[Source excerpt]
┏━━

Silver OMG, Report 3 July, 2016
On Wednesday through Friday, the price of silver spiked massively. It ended the week about $2 higher than the previous week. The last time we recall silver price action like this was about 3 years ago, in August 2013. That one week, the price rose about $2.50. Before that was a week in August 2012, with a price gain of about $2.70. Previously, January 2012, +$2.50. Earlier was Oct 2011, +$4. The biggest was in April 2011, +$4.20.
Looking beyond this week, the whole of year 2016 looks like a parabola to us.
Silver Price Parabola, 2016 YTD
The price of gold moved up, but it was not unusual at all. +$26.
Especially in the context of the British referendum to leave the EU, it is easy to project onto others one’s own distrust of profligate governments, massive public debts, an opaque banking system, and central banks who are desperately and visibly trying to debase their currencies.

┗━━

[Short problem] Copy out the silver price report above in full, character for character.

(Region labeling records)
┏━━

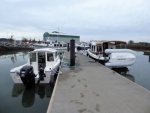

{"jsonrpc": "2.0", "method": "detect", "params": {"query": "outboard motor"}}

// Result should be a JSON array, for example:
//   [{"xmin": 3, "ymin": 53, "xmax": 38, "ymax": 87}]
[
  {"xmin": 20, "ymin": 66, "xmax": 35, "ymax": 88},
  {"xmin": 39, "ymin": 65, "xmax": 46, "ymax": 80}
]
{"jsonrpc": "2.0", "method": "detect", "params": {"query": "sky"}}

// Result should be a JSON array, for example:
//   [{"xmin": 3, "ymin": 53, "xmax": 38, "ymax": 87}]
[{"xmin": 0, "ymin": 0, "xmax": 150, "ymax": 43}]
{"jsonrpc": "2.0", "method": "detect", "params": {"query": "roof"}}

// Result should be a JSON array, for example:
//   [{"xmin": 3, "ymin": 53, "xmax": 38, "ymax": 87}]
[
  {"xmin": 95, "ymin": 40, "xmax": 126, "ymax": 45},
  {"xmin": 43, "ymin": 32, "xmax": 80, "ymax": 38}
]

┗━━

[Problem solution]
Silver OMG, Report 3 July, 2016
On Wednesday through Friday, the price of silver spiked massively. It ended the week about $2 higher than the previous week. The last time we recall silver price action like this was about 3 years ago, in August 2013. That one week, the price rose about $2.50. Before that was a week in August 2012, with a price gain of about $2.70. Previously, January 2012, +$2.50. Earlier was Oct 2011, +$4. The biggest was in April 2011, +$4.20.
Looking beyond this week, the whole of year 2016 looks like a parabola to us.
Silver Price Parabola, 2016 YTD
The price of gold moved up, but it was not unusual at all. +$26.
Especially in the context of the British referendum to leave the EU, it is easy to project onto others one’s own distrust of profligate governments, massive public debts, an opaque banking system, and central banks who are desperately and visibly trying to debase their currencies.